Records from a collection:
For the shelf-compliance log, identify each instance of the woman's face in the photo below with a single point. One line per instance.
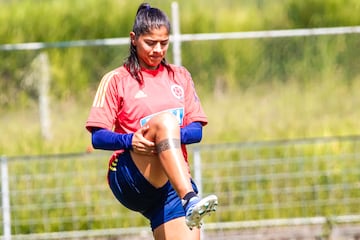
(151, 47)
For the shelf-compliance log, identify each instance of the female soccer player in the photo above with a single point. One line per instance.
(147, 111)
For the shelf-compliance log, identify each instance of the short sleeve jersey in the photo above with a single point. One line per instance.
(123, 105)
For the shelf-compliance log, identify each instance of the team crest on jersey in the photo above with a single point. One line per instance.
(177, 91)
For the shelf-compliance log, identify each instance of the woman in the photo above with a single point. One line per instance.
(147, 111)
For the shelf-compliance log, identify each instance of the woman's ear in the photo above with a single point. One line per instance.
(132, 38)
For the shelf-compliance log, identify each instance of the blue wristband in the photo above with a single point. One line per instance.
(108, 140)
(191, 133)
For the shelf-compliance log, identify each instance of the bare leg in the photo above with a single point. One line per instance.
(169, 164)
(176, 229)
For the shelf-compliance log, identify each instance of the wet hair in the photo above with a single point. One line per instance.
(147, 18)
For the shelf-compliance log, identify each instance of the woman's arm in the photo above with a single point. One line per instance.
(191, 133)
(108, 140)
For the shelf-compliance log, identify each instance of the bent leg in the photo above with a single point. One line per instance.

Task prompt:
Reproduce the complete set of records verbatim and omit the pictures.

Result of the task:
For the shelf-compliance log, identify each instance of the woman's face in the photo below with a single point. One line per instance.
(151, 47)
For the shelf-compliance log, identify each instance of the female soccer player in the photo above with a single point. One line per instance.
(147, 111)
For the shelf-compliance log, identify each instance of the short sleeve jersey in the photo above with a single point. One line per instance.
(123, 105)
For the shelf-compliance log, identify each instance of the team crest on jersey in the photo above with a single point. One line per instance.
(177, 91)
For the shelf-compliance log, identify each instance of the woman in the photo above with a single point. One line per instance.
(147, 111)
For the shelf-compliance log, identify each instance of the woman's ear in the photo above with a single point. One line per instance.
(132, 38)
For the shelf-compliance log, identify each instance of the blue wristband in the photo above with a single point. One line per instance.
(108, 140)
(191, 133)
For the shelf-compliance log, identify each instance of the bare leg in the photo above with a single point. One line per instance.
(169, 164)
(176, 229)
For the shelf-compliance log, identify each instance of the wet hair in the photo above with a single point. One line per instance.
(147, 18)
For the shelf-compliance log, identify each instance of the woman's arm in the photo above with a single point. One line per instance.
(191, 133)
(108, 140)
For the shelf-compliance log, identify each instance of the bent leg in the photo above with a single point. One line per instance.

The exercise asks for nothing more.